▸ TRY IT:
In the records that come next, find every line with "road". Return those lines.
(ENTRIES SHOWN)
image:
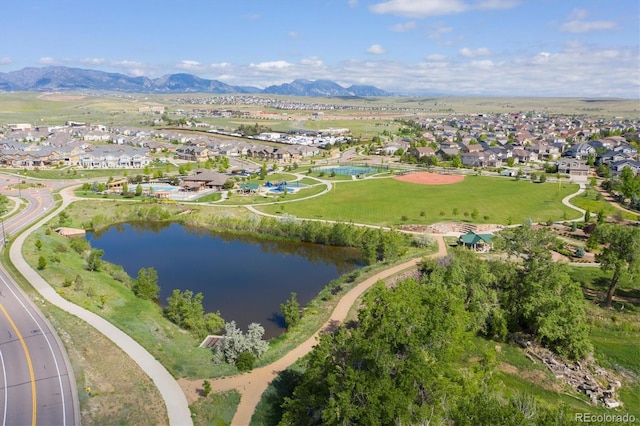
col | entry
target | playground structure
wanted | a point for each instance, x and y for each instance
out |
(283, 186)
(351, 169)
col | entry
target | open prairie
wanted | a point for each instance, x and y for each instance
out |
(363, 115)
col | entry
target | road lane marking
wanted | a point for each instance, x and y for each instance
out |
(53, 355)
(34, 405)
(6, 391)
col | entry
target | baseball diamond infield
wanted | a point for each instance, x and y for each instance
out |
(426, 178)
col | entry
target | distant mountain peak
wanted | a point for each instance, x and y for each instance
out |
(60, 78)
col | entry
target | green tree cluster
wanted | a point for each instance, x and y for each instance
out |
(146, 285)
(401, 363)
(185, 309)
(291, 312)
(538, 296)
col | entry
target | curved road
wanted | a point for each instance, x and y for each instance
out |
(37, 385)
(175, 401)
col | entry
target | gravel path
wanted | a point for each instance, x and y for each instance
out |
(253, 384)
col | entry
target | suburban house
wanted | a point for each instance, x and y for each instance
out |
(579, 150)
(478, 242)
(193, 153)
(523, 155)
(618, 166)
(114, 157)
(204, 179)
(423, 151)
(578, 171)
(480, 159)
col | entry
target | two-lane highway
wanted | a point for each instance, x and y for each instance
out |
(37, 385)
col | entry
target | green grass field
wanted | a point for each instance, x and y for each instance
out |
(389, 202)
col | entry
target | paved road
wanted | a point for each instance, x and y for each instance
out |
(37, 385)
(176, 403)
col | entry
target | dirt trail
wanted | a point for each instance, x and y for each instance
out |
(253, 384)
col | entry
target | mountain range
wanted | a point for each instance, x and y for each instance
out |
(59, 78)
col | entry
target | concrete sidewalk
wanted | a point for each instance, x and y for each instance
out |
(175, 401)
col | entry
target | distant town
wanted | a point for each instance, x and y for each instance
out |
(573, 147)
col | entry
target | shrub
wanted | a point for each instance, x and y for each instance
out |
(245, 361)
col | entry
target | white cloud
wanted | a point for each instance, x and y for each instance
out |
(271, 65)
(189, 65)
(425, 8)
(376, 49)
(472, 53)
(404, 27)
(577, 23)
(92, 61)
(313, 61)
(221, 65)
(419, 8)
(436, 31)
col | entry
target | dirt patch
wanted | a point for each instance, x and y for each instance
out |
(426, 178)
(60, 97)
(111, 385)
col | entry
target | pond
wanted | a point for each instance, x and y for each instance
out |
(244, 278)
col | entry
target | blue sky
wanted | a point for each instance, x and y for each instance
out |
(460, 47)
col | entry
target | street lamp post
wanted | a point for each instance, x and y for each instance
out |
(4, 236)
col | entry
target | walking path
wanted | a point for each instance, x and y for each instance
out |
(175, 401)
(567, 202)
(253, 384)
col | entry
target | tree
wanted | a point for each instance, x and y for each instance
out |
(291, 312)
(245, 361)
(394, 368)
(236, 343)
(94, 260)
(620, 253)
(185, 309)
(263, 171)
(146, 286)
(206, 388)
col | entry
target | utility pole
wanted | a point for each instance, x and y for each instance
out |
(4, 236)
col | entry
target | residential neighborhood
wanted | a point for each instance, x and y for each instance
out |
(574, 147)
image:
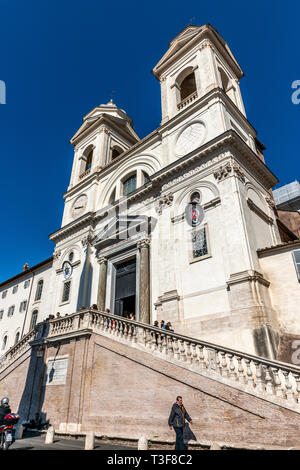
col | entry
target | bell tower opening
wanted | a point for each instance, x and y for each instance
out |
(188, 86)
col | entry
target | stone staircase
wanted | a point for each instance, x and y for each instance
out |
(275, 382)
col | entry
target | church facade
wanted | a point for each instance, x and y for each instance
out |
(180, 225)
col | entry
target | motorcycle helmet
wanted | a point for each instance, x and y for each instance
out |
(4, 401)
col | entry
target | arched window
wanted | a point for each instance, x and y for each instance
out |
(39, 290)
(17, 337)
(224, 80)
(188, 86)
(33, 319)
(4, 342)
(88, 160)
(195, 197)
(129, 185)
(146, 177)
(112, 197)
(116, 151)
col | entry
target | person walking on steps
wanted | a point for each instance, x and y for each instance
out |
(177, 419)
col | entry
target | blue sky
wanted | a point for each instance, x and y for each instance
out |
(61, 58)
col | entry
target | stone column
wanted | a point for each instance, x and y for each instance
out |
(144, 287)
(102, 284)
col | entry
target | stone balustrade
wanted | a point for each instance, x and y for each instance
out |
(271, 380)
(18, 349)
(187, 100)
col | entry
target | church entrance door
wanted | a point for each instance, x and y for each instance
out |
(125, 291)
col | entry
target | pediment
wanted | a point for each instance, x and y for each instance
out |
(123, 228)
(105, 118)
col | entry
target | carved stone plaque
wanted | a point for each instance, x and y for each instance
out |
(57, 371)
(End ENTRIES SHOWN)
▸ ANSWER SPACE:
target | road lane marking
target | curved road
target | paved road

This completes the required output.